__SET EXERCISE__: Copy the following entries word for word, with no changes.

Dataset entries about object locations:
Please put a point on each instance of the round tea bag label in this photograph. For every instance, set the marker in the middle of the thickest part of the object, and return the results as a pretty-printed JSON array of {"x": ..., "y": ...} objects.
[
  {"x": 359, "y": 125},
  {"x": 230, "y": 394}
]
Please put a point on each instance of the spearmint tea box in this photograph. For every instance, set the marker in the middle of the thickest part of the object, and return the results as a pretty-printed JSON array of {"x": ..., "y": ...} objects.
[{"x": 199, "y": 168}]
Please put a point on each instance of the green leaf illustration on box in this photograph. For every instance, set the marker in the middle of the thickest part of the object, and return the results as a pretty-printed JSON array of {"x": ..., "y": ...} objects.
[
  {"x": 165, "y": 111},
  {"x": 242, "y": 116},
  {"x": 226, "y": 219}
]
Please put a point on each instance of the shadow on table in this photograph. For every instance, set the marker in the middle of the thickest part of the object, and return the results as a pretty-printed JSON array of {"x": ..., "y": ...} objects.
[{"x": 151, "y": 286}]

__RESPONSE TO THE EXERCISE__:
Please put a point on each instance of the round tea bag label in this photograph. For every instance, set the marker in the middle of the thickest part of the object, and return the results as a pretty-printed JSON array of {"x": ..., "y": ...} objects.
[
  {"x": 359, "y": 125},
  {"x": 230, "y": 394}
]
Please put a point on each instance of the spearmint tea box in this photograph. For every instance, set the marker in the middle of the thickest part of the object, and return the results as a pretty-printed JSON array of {"x": ..., "y": ...} objects.
[{"x": 199, "y": 168}]
Please put a point on each instance of the green leaf illustration on box in this photograph. For every instance, set the marker in the middle of the thickest part of the object, and return the results as a pretty-printed JSON array of {"x": ..., "y": ...} objects.
[
  {"x": 165, "y": 111},
  {"x": 242, "y": 116},
  {"x": 226, "y": 219}
]
Please put a point on each instance of the shadow on table in this photograph. For every instance, set the marker in the middle of the thickest part of the object, and return the results as a pretty-printed JSON array of {"x": ..., "y": ...} objects.
[{"x": 151, "y": 286}]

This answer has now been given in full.